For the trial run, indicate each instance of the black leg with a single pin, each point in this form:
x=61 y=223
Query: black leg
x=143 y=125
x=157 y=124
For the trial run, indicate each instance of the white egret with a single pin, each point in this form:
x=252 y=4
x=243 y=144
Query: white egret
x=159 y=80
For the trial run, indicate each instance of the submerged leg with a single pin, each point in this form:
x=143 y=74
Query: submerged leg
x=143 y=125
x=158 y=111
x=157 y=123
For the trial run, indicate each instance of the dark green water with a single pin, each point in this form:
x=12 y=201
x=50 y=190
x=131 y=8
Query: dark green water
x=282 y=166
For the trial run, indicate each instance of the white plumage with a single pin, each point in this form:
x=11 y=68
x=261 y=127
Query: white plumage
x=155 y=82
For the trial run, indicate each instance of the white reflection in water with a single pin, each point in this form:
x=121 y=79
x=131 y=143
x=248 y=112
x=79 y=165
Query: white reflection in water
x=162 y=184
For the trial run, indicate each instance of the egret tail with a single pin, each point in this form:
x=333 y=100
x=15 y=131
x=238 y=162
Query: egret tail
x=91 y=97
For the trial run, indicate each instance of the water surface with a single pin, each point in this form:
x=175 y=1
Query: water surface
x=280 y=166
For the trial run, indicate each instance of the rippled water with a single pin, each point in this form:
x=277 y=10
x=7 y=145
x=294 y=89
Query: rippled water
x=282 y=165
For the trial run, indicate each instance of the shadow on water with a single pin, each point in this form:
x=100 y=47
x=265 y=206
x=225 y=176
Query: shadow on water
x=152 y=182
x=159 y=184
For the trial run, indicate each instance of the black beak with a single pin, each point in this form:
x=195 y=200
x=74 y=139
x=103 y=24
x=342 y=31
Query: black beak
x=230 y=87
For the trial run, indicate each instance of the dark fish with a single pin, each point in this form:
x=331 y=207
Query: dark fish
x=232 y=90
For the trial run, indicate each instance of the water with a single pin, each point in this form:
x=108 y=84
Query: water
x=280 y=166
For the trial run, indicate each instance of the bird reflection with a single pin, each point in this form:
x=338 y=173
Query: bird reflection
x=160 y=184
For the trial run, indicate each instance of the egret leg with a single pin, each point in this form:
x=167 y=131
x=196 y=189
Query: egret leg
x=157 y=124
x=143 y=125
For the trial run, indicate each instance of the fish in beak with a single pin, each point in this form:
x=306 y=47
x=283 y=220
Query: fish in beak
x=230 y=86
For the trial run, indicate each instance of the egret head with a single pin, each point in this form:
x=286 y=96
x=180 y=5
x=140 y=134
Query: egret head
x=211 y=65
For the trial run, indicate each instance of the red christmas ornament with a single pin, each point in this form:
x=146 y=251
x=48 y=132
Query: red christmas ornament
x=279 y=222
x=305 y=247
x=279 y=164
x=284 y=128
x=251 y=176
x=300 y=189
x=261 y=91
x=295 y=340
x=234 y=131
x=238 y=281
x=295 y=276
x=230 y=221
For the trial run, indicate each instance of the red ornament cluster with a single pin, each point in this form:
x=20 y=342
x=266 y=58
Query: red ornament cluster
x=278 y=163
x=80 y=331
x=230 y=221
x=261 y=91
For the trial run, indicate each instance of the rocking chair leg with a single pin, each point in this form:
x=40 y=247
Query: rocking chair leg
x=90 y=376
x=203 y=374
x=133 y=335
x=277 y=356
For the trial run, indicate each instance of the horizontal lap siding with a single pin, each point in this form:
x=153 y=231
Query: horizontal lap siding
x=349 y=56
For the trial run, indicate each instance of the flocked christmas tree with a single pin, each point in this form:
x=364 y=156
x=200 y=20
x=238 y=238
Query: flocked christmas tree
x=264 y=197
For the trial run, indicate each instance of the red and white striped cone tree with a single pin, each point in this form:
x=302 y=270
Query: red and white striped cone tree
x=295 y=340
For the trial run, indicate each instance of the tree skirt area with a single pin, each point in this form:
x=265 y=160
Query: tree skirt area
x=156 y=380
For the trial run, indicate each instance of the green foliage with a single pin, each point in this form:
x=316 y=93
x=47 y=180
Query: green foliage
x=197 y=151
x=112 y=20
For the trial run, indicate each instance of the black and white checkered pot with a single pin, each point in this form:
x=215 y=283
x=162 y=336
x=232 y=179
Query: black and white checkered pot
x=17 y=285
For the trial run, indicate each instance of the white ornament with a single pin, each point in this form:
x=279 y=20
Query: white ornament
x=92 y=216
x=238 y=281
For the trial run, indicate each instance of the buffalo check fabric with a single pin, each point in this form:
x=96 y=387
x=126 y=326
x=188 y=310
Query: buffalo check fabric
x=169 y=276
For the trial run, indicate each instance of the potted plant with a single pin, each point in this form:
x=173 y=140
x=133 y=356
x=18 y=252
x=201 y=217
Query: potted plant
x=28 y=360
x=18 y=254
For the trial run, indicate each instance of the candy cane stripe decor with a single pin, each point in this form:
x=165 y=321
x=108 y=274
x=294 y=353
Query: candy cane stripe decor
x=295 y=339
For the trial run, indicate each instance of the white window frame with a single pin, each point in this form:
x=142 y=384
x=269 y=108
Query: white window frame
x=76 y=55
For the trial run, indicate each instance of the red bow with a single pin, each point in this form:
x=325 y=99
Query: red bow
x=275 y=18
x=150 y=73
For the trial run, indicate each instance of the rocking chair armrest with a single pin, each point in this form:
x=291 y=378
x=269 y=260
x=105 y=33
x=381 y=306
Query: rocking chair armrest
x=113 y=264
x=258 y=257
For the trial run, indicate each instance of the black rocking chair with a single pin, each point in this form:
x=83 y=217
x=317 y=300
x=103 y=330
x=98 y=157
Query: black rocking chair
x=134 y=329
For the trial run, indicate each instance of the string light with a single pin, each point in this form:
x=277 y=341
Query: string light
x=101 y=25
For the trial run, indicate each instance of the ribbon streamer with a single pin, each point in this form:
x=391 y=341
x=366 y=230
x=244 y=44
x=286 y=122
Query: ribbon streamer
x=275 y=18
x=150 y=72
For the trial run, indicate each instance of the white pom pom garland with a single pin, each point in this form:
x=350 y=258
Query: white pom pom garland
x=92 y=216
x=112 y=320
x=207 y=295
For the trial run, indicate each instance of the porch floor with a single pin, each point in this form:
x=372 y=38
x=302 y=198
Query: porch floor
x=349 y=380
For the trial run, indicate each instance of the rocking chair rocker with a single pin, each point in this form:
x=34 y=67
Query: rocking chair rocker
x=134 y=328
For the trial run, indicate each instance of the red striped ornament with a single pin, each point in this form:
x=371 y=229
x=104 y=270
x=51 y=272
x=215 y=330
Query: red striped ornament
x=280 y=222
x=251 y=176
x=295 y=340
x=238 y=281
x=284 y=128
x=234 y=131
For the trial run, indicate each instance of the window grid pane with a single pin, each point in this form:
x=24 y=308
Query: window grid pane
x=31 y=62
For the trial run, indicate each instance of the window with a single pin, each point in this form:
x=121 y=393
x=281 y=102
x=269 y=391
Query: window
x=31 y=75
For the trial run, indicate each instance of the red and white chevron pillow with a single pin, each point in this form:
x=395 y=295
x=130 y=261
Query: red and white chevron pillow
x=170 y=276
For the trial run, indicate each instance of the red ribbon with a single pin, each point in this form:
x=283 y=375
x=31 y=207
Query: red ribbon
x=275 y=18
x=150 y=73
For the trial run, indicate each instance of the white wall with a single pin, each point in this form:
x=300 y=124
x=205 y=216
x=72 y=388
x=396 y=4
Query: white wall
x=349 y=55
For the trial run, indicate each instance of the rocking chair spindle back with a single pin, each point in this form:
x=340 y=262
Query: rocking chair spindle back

------------------------------------------------------------------------

**About this task:** Where a line in the material contains "back", copy that line.

**Task output:**
For the trial run, indicate each instance of the rocking chair spindle back with a single pin, each point in this form:
Query: rocking chair spindle back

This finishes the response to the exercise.